## SET TASK
Render the records below as a JSON list of strings, one string per line with blank lines omitted, covering only the span from the line containing "Annotate the snow-covered foreground" through the end of the records, inclusive. Leave the pictures out of the answer.

## SUPPLIED RECORDS
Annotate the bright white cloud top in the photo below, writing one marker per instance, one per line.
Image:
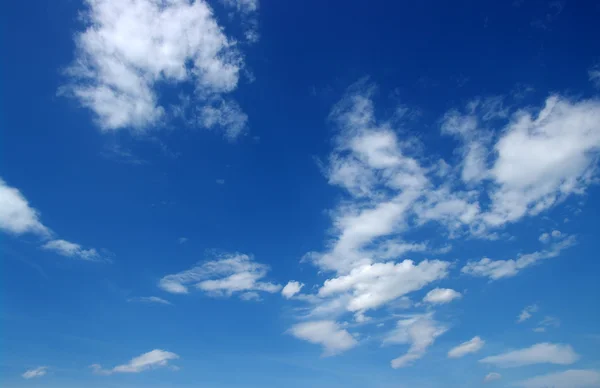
(542, 353)
(151, 360)
(472, 346)
(34, 373)
(129, 47)
(226, 275)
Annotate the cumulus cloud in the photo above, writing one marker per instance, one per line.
(127, 49)
(16, 215)
(493, 376)
(69, 249)
(418, 331)
(543, 158)
(527, 313)
(497, 269)
(547, 322)
(292, 288)
(472, 346)
(224, 276)
(37, 372)
(149, 299)
(542, 353)
(151, 360)
(441, 295)
(328, 334)
(573, 378)
(372, 285)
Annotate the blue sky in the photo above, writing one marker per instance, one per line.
(305, 194)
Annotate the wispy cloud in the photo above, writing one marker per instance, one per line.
(573, 378)
(149, 299)
(420, 332)
(224, 276)
(16, 215)
(34, 373)
(151, 360)
(73, 250)
(542, 353)
(329, 334)
(127, 48)
(527, 313)
(472, 346)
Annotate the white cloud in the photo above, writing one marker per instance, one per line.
(16, 215)
(594, 75)
(547, 322)
(292, 288)
(69, 249)
(543, 158)
(542, 353)
(250, 296)
(574, 378)
(225, 115)
(372, 285)
(441, 295)
(493, 376)
(128, 48)
(228, 274)
(151, 360)
(497, 269)
(329, 334)
(149, 299)
(527, 312)
(37, 372)
(472, 346)
(420, 332)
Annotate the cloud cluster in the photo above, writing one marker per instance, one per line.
(151, 360)
(542, 353)
(224, 276)
(328, 334)
(17, 217)
(128, 49)
(418, 331)
(497, 269)
(472, 346)
(33, 373)
(512, 163)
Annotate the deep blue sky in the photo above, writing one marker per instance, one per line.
(162, 197)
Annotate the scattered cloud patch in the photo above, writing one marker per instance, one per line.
(497, 269)
(329, 334)
(493, 376)
(35, 373)
(151, 360)
(149, 299)
(472, 346)
(527, 313)
(418, 331)
(594, 75)
(16, 215)
(127, 49)
(542, 353)
(251, 296)
(292, 288)
(546, 323)
(574, 378)
(69, 249)
(441, 295)
(224, 276)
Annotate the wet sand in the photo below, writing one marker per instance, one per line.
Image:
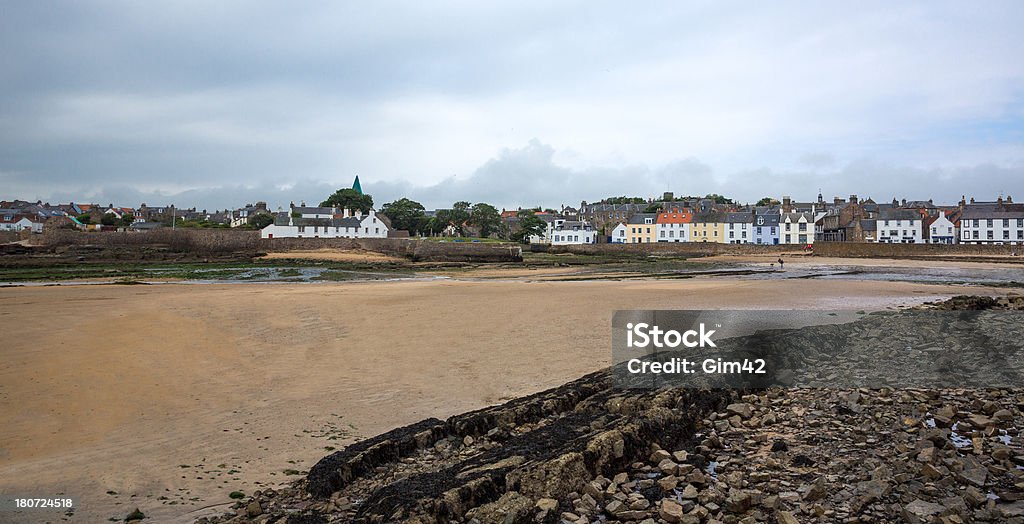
(190, 392)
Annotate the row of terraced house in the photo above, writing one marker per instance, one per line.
(788, 222)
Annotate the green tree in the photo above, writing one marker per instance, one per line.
(529, 224)
(260, 220)
(486, 218)
(349, 199)
(404, 214)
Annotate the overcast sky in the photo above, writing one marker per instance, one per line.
(520, 103)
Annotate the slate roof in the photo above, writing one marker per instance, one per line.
(639, 218)
(899, 214)
(325, 222)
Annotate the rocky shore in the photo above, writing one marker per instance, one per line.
(589, 452)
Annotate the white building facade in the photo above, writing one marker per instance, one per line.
(899, 226)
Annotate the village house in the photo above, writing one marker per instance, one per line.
(992, 222)
(899, 226)
(11, 221)
(766, 227)
(939, 229)
(311, 223)
(708, 226)
(620, 233)
(572, 231)
(737, 227)
(797, 228)
(642, 228)
(674, 225)
(241, 216)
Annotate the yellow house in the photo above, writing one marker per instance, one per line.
(709, 227)
(642, 228)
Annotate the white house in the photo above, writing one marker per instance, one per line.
(673, 225)
(941, 230)
(619, 233)
(572, 232)
(345, 226)
(992, 222)
(13, 222)
(738, 227)
(797, 228)
(899, 226)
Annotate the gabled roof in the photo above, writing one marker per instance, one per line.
(640, 218)
(899, 214)
(680, 216)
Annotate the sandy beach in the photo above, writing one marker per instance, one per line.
(169, 397)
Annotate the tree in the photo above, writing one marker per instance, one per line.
(485, 218)
(404, 214)
(260, 220)
(349, 199)
(529, 225)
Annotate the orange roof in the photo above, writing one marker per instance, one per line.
(675, 216)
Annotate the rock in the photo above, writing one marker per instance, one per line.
(670, 511)
(254, 509)
(668, 467)
(743, 409)
(511, 508)
(547, 505)
(974, 472)
(668, 483)
(815, 490)
(785, 518)
(921, 512)
(738, 501)
(659, 455)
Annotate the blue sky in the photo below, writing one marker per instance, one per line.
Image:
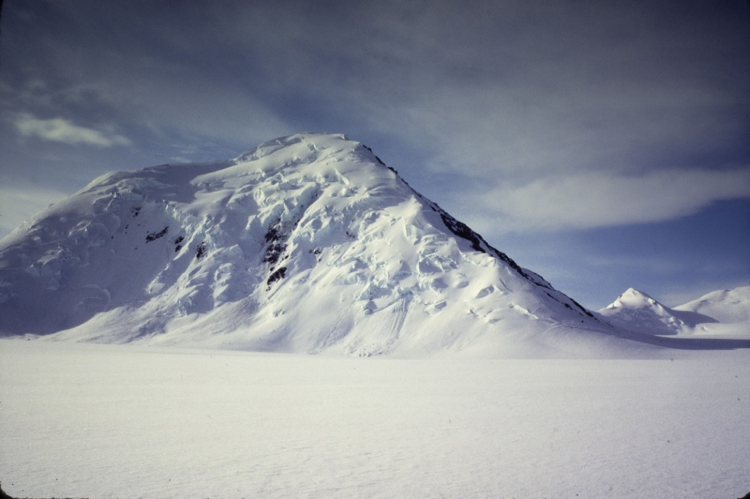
(603, 145)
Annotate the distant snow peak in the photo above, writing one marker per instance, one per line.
(636, 311)
(307, 243)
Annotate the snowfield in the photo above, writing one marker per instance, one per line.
(101, 421)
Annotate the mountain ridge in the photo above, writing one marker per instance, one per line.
(305, 244)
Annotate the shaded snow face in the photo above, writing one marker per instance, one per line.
(307, 243)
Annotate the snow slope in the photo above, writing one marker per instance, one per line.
(720, 312)
(728, 306)
(308, 243)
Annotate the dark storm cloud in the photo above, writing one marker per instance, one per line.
(573, 114)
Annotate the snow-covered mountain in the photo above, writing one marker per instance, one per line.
(718, 312)
(729, 306)
(307, 244)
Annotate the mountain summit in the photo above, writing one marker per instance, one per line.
(307, 243)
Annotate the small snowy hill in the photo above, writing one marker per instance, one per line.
(727, 306)
(306, 244)
(638, 312)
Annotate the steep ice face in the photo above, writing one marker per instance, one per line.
(306, 243)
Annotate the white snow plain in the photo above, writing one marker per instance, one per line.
(127, 421)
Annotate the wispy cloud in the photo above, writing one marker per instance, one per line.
(65, 131)
(18, 203)
(591, 200)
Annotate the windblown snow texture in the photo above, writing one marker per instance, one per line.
(307, 243)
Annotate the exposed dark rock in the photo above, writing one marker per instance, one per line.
(278, 274)
(201, 251)
(153, 236)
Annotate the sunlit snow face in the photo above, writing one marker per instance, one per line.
(549, 126)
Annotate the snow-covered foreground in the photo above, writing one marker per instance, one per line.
(82, 420)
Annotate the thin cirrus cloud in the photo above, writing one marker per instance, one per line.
(594, 200)
(65, 131)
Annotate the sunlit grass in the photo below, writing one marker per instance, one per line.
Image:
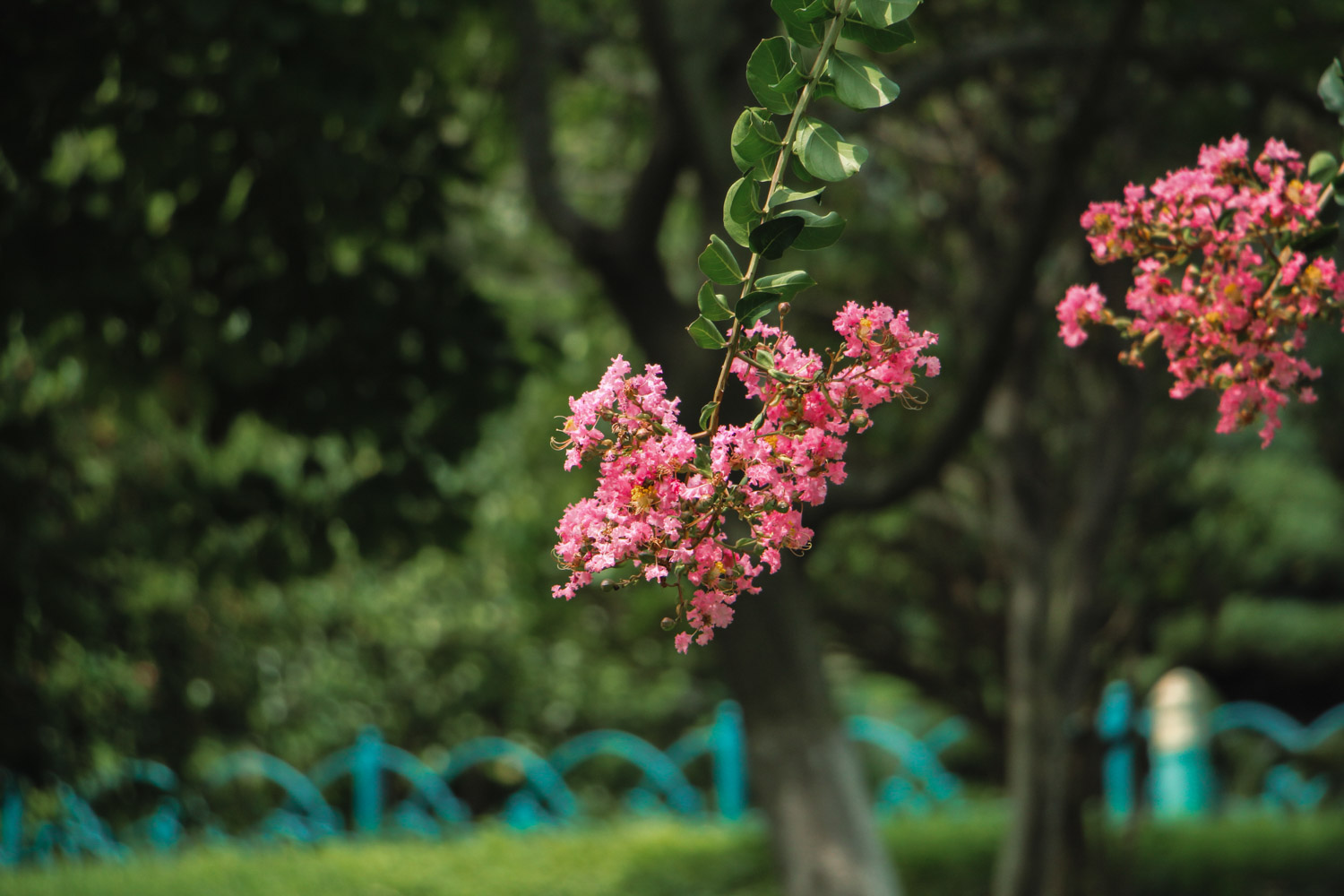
(946, 855)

## RESPONSE BELOW
[
  "Annotate the snow-covered foreground in the photo above, writing one marker per instance, one per line.",
  "(82, 420)",
  "Annotate the thin cirrus cloud in the photo above, writing one marker per instance, one per line.",
  "(594, 200)",
  "(65, 131)",
  "Annotate the sunlit grass in the photo below, writing one marker per instance, one per line.",
  "Image:",
  "(946, 855)"
]